Task details => Word for word, return the lines from the start of the entries below through the line that has "negative clicks: (93, 296)".
--- Data extracts Enclosed Below ---
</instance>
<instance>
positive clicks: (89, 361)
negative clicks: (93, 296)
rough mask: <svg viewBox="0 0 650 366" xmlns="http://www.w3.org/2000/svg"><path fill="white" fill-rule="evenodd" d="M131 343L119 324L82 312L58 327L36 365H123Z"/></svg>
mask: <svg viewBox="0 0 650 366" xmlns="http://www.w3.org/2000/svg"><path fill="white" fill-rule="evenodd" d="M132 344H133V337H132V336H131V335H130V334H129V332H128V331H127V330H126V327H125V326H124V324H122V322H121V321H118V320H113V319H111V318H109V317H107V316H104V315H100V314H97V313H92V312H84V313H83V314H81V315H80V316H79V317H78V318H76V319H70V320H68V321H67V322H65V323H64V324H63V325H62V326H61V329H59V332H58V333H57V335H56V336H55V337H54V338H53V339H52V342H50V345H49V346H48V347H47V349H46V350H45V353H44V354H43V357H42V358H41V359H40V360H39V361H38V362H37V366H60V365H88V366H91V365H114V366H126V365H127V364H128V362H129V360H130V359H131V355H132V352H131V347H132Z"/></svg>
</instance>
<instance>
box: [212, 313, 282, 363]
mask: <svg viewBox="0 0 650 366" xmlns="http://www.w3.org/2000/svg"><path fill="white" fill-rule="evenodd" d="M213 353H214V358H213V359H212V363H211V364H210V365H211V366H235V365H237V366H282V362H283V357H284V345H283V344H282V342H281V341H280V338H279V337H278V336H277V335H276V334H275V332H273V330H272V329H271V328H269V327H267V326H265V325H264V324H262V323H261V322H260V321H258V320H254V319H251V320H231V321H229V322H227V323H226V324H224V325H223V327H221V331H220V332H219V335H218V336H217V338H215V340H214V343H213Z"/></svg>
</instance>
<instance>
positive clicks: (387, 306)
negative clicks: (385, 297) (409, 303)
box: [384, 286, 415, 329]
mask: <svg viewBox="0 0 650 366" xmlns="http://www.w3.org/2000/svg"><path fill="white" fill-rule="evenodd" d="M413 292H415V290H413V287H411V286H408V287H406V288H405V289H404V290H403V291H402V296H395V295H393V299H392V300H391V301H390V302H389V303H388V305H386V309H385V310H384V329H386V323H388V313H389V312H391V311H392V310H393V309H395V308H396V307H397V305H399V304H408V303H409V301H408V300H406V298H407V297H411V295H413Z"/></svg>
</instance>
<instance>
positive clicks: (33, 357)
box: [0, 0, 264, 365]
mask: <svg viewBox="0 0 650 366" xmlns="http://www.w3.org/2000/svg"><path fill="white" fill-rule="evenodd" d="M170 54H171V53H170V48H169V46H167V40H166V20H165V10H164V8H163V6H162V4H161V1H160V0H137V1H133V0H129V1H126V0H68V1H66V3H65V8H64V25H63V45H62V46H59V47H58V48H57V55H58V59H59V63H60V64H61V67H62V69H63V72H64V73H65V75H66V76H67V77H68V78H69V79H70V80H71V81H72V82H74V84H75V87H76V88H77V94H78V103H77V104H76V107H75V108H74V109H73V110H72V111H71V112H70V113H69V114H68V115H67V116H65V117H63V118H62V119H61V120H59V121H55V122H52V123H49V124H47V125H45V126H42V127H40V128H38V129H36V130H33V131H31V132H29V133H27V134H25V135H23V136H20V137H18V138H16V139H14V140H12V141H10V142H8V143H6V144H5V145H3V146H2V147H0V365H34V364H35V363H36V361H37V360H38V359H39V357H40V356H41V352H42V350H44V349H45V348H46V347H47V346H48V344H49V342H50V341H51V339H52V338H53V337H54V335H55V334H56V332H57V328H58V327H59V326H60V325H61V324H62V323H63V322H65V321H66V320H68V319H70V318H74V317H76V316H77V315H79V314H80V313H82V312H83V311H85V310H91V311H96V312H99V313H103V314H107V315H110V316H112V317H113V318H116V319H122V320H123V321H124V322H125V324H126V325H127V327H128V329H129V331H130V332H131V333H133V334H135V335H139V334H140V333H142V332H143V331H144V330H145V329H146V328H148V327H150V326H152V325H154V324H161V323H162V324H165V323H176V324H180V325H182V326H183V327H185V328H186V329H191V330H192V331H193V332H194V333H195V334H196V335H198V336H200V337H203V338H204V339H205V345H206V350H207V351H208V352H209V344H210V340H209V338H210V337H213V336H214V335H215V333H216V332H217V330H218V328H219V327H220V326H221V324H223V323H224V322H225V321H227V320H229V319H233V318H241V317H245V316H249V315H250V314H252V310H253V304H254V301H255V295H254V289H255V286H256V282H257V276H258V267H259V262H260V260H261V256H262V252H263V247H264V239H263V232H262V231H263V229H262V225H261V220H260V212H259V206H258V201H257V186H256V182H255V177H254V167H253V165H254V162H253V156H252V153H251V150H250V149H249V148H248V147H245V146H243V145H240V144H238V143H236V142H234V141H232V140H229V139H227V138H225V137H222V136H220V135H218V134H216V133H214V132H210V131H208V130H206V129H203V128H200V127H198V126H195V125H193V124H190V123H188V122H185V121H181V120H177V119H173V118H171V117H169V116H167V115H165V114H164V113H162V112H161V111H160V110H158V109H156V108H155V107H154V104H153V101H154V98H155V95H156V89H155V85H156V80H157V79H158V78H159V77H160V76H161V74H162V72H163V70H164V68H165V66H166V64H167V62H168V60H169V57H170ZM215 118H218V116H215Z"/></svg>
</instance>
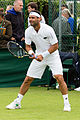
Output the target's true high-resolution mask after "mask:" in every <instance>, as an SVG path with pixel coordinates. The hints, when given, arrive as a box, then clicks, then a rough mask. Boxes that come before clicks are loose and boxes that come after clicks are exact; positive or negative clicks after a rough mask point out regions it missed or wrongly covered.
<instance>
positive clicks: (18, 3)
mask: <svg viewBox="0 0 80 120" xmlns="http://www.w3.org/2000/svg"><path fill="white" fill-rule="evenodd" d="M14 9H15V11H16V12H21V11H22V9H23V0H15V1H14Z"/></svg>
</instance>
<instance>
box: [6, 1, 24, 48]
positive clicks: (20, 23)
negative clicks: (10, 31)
--- End of Enclosed Data extracts ---
Answer to the exercise =>
</instance>
<instance>
positive clicks: (89, 361)
negative clicks: (93, 296)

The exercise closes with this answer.